- _WHAT NEEDS TO BE DONE_
Identify the line in which "Place one keypoint on each instance of the pink sneaker" appears, then reproduce that line and all remaining lines of the records word for word.

- _Labeled-object pointing entries_
>>>>

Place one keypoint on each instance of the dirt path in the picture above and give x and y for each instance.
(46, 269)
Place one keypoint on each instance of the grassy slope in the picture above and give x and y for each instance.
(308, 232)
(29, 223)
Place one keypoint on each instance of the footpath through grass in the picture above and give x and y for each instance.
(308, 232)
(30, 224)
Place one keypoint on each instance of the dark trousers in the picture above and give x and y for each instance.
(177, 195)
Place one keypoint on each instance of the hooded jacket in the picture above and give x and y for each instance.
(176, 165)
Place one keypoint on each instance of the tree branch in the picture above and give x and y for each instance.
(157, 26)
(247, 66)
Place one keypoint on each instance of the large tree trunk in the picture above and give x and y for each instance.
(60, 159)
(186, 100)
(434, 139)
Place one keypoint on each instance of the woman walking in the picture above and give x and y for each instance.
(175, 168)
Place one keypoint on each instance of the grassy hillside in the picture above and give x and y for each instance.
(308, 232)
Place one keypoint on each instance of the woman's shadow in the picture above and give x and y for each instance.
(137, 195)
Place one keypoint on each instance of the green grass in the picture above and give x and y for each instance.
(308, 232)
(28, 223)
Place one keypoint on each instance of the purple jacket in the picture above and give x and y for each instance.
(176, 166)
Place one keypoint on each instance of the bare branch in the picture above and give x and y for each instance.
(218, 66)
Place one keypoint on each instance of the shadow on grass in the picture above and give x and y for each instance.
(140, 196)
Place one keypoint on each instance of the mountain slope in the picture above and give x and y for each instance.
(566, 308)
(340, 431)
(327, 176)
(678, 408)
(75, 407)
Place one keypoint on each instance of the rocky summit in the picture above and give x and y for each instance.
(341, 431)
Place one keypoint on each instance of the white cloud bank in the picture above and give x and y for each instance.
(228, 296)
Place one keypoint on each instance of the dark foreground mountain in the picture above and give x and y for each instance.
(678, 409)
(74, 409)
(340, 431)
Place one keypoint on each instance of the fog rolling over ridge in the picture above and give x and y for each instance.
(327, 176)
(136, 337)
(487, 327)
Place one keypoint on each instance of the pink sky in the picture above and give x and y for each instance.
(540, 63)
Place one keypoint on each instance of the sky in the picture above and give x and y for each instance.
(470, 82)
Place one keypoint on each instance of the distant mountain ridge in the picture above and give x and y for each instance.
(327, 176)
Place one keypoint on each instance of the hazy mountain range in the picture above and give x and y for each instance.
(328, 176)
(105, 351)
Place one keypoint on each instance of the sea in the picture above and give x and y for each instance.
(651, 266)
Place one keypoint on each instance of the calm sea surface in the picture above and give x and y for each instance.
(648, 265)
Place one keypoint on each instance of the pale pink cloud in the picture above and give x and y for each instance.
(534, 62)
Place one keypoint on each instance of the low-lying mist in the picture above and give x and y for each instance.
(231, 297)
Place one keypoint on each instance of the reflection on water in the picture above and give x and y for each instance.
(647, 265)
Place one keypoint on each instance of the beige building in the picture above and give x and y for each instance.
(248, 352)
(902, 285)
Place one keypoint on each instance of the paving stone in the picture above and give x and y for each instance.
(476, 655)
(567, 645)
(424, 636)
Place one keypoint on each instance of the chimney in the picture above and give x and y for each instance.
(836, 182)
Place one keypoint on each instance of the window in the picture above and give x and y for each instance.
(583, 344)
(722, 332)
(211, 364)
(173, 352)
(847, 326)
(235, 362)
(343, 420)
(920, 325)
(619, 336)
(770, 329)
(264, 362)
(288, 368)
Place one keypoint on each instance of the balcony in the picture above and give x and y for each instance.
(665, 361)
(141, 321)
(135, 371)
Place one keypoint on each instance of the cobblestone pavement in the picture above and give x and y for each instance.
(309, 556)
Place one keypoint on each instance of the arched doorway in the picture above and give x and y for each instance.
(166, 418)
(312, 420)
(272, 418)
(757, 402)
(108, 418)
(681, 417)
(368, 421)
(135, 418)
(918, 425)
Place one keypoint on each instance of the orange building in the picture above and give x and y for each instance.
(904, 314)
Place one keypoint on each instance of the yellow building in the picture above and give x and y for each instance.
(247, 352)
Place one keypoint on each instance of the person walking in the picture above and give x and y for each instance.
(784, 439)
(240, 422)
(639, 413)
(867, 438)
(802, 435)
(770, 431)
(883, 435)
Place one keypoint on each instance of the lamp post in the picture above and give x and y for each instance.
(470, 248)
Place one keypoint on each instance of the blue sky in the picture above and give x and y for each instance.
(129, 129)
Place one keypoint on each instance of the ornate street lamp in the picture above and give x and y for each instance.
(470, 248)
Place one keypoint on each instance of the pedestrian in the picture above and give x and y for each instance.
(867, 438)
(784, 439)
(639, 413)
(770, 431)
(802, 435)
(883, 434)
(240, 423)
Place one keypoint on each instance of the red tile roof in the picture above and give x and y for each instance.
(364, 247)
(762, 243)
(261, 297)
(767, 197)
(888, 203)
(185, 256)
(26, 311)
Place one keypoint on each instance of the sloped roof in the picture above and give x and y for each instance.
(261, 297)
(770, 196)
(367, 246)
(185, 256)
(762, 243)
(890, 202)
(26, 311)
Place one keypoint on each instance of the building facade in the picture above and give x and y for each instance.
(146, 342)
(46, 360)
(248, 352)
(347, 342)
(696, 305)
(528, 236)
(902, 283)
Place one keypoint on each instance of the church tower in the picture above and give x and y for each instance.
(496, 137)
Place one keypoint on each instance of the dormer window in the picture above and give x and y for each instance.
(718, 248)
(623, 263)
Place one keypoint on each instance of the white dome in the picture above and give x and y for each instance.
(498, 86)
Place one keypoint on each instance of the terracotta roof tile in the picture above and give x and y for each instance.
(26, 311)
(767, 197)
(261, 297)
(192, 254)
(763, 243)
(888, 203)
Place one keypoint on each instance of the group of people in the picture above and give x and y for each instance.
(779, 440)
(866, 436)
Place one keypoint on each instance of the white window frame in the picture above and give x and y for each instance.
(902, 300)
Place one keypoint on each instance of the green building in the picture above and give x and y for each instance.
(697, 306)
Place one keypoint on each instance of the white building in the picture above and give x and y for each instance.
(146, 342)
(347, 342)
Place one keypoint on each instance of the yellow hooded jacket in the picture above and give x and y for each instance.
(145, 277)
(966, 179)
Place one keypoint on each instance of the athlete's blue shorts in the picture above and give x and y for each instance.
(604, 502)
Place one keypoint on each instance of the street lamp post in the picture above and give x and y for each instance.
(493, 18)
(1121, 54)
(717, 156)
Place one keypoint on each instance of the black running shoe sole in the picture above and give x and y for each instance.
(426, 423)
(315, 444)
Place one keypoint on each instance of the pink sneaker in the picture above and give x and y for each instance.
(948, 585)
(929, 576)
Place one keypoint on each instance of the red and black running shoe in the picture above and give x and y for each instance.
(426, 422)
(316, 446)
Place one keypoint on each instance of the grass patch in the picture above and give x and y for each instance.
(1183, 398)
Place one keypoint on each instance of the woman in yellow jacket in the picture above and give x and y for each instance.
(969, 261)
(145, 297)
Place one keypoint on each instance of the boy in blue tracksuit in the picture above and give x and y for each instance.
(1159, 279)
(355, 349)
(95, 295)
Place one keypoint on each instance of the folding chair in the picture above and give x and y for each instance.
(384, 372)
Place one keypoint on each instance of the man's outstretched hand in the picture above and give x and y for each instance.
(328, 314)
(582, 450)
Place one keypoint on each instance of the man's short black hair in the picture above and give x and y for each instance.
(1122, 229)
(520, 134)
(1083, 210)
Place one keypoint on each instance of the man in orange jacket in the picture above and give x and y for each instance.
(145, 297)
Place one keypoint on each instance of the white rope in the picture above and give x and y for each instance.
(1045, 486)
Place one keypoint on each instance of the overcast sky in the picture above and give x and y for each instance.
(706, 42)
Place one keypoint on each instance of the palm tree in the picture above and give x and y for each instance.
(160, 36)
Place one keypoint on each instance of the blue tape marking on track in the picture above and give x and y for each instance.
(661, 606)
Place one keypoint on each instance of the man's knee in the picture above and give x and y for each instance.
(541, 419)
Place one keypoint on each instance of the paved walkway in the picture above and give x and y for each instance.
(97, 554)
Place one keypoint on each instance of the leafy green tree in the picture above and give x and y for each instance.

<<<<

- _FINAL RESULT_
Place one keypoint on each instance of the pink sneaker in the picture above and give x and y for each instance.
(948, 585)
(929, 576)
Place one keypoint on each instance of the red and black running shoe in the picture above and give x and y for each instance.
(426, 422)
(316, 446)
Place one keypoint on each instance of the grass patch in the picture above and give x and y for each instance.
(1183, 398)
Place one keypoint on each instance of the woman in yellow jacket in the picture above and give x and y for each instance.
(969, 261)
(145, 297)
Place one keypoint on each instance of the boy in blue tracksuit in the picture above and give x and y for each instance.
(1159, 279)
(355, 349)
(95, 295)
Place one keypoint on each instance of the folding chair in the picture above and give x and y for each instance.
(384, 372)
Place one keypoint on each instance of the man's outstretched hand in the picture above and give x and y for each instance.
(328, 314)
(582, 450)
Place one keypoint on each instance of the man's short black hair in the picture above and give x and y for each instance.
(1122, 229)
(520, 134)
(1083, 210)
Place one keypoint on each instance of the man in orange jacket in the picture above and give x and y for each instance.
(145, 297)
Place one keypoint on each instance of the white rope in the picture above and give x and y for each instance.
(1045, 486)
Place one keypoint on each instance of the overcast sky in the picture above and give x and y for each instance.
(706, 42)
Place one keypoint on each instance of the palm tree in the picture above and give x and y for each instance.
(160, 36)
Place one keypoint on each instance of the blue tape marking on track in the picture above and give x and y for each instance.
(661, 606)
Place one keypoint on each instance of the man's knee in the picture above and give x and y for each instance.
(541, 419)
Place one keypoint on each instance of the paved walkway in the picture above and give x and y for each instance.
(97, 554)
Place one keypoint on each instance of the leafy green tree in the picture above and give x and y for each instance.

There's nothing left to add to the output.